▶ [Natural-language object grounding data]
== Segment start ==
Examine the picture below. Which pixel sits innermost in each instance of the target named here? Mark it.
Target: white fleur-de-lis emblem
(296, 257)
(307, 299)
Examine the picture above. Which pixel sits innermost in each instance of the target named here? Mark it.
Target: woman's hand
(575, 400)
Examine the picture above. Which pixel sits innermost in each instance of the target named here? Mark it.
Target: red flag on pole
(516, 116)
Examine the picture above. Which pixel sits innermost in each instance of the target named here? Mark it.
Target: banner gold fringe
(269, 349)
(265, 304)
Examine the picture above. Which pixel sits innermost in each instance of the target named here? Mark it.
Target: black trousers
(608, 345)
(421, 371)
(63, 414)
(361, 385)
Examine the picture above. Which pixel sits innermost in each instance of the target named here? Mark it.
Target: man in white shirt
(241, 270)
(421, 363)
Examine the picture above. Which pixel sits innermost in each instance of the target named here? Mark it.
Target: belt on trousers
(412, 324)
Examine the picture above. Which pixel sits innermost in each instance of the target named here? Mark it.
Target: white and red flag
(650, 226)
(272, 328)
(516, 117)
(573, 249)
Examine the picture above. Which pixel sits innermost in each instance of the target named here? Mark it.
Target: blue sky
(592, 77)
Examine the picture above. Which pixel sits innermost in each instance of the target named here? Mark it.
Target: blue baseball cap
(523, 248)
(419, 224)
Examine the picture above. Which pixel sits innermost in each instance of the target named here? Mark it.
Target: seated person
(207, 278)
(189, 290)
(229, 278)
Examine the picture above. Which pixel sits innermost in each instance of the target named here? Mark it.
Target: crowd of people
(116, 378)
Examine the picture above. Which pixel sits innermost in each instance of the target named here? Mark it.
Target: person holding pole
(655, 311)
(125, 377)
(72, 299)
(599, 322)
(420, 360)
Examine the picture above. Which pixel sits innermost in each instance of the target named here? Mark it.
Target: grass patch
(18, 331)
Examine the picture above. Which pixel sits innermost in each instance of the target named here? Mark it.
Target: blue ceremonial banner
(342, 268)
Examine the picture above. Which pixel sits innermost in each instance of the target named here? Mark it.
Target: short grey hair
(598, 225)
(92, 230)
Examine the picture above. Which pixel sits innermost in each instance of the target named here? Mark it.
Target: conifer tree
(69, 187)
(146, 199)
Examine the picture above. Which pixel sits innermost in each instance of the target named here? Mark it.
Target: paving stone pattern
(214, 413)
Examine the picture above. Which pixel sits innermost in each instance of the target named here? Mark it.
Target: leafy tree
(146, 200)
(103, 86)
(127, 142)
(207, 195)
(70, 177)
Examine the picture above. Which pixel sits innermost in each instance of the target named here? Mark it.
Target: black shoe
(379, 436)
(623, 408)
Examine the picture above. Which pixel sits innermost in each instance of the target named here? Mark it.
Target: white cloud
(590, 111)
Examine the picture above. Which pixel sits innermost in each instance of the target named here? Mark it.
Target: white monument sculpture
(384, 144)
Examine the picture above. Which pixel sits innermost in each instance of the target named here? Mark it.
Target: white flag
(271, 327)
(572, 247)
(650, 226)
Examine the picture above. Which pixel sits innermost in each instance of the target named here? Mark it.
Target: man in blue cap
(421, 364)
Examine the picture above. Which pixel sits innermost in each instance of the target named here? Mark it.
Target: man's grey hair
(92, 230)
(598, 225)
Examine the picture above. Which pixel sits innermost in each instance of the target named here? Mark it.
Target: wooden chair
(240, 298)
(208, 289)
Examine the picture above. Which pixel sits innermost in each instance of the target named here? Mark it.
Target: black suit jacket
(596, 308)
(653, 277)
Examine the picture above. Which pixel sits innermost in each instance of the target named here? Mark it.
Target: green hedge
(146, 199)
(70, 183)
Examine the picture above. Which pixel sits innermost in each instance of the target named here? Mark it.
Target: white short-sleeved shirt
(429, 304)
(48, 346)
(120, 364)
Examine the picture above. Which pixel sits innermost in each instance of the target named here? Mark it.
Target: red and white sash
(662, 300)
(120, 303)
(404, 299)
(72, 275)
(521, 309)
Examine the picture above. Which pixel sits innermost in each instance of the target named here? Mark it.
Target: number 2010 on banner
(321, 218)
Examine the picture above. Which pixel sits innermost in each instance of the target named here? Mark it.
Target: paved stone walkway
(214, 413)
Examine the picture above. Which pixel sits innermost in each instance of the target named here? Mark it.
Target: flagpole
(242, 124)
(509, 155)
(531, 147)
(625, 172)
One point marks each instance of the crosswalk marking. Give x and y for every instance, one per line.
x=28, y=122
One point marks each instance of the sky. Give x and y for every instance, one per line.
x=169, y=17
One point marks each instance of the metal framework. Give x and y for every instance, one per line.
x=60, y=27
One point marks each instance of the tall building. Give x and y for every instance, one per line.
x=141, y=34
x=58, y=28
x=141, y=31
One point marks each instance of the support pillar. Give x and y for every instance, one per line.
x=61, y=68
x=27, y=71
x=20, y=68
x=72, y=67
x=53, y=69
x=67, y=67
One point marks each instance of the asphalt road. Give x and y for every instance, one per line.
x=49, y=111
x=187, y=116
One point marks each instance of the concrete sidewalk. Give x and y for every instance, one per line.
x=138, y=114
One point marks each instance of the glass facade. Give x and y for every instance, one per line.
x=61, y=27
== Segment end ==
▶ [PROBLEM TO SOLVE] Could you output the lines above, exactly as written, from the one containing "One point marks each instance of the glass" through the last, with both ends included and no others?

▶ [WRITTEN RESPONSE]
One point marks each instance of the glass facade. Give x and y for every instance, one per line.
x=61, y=27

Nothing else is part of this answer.